Wie nog wat te vertellen heeft zoekt een ander spreekgestoelte. Begrijpelijk, maar de parlementaire democratie wordt er niet sterker door.
(6) De politieke agenda wijkt af van veel dagelijkse zorgen in de grote steden. De officiële politiek klemt zich vast aan ongevaarlijke en kwantificeerbare onderwerpen als de hypotheekrente, de aow en de zorgverzekering. Het grote debat over het samenleven van oude en nieuwe Nederlanders wordt in Den Haag slechts incidenteel gevoerd, maar in de grote steden op het scherp van de snede. De polderformule werkt daar niet, omdat de nieuwkomers er niet in thuis zijn, een heterogene groep vormen met veel onderlinge tegenstellingen en de autochtonen aan het polderen geen boodschap meer hebben. Een eigen zuil zullen de nieuwkomers nooit vormen, omdat de voorwaarden die indertijd de verzuiling mogelijk maakten nu ontbreken. Dat maakt integratie tot een riskant avontuur.

Fragmenten uit een dataset:
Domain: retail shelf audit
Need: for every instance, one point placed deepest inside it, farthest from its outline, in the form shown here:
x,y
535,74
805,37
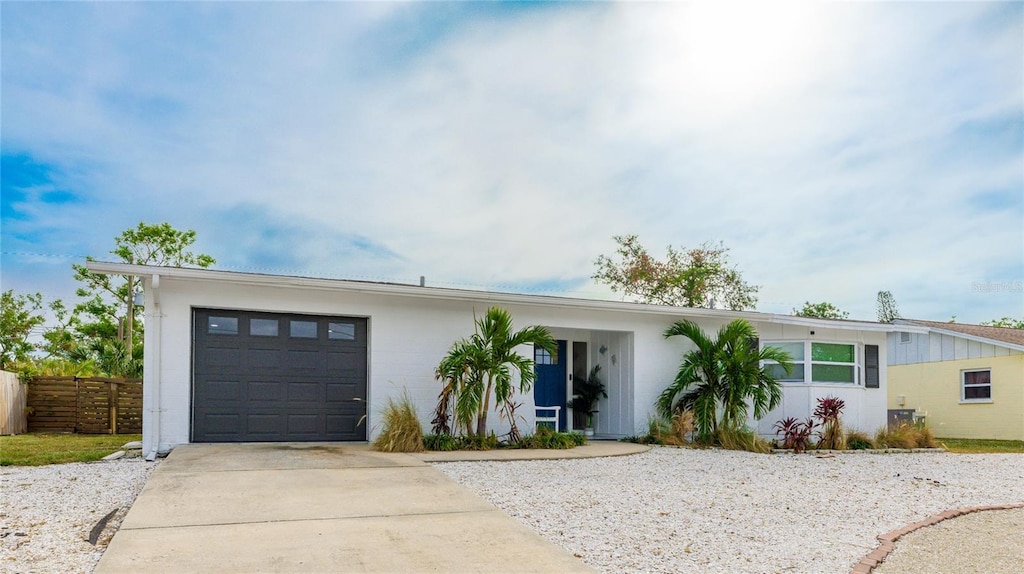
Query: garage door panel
x,y
344,392
264,423
299,385
309,392
222,391
343,424
222,423
264,358
264,391
219,356
304,360
303,424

▶ _Werkopdracht 1_
Aan welke onderwerpen klemt de officiële politiek zich volgens de tekst vast?
▶ _Werkopdracht 2_
Schrijf uit de tekst letterlijk het gedeelte over vanaf "(6) De politieke" tot en met "een riskant avontuur.".
Baseer je uitsluitend op de tekst.

▶ _Uitwerking 1_
Aan de hypotheekrente, de aow en de zorgverzekering.

▶ _Uitwerking 2_
(6) De politieke agenda wijkt af van veel dagelijkse zorgen in de grote steden. De officiële politiek klemt zich vast aan ongevaarlijke en kwantificeerbare onderwerpen als de hypotheekrente, de aow en de zorgverzekering. Het grote debat over het samenleven van oude en nieuwe Nederlanders wordt in Den Haag slechts incidenteel gevoerd, maar in de grote steden op het scherp van de snede. De polderformule werkt daar niet, omdat de nieuwkomers er niet in thuis zijn, een heterogene groep vormen met veel onderlinge tegenstellingen en de autochtonen aan het polderen geen boodschap meer hebben. Een eigen zuil zullen de nieuwkomers nooit vormen, omdat de voorwaarden die indertijd de verzuiling mogelijk maakten nu ontbreken. Dat maakt integratie tot een riskant avontuur.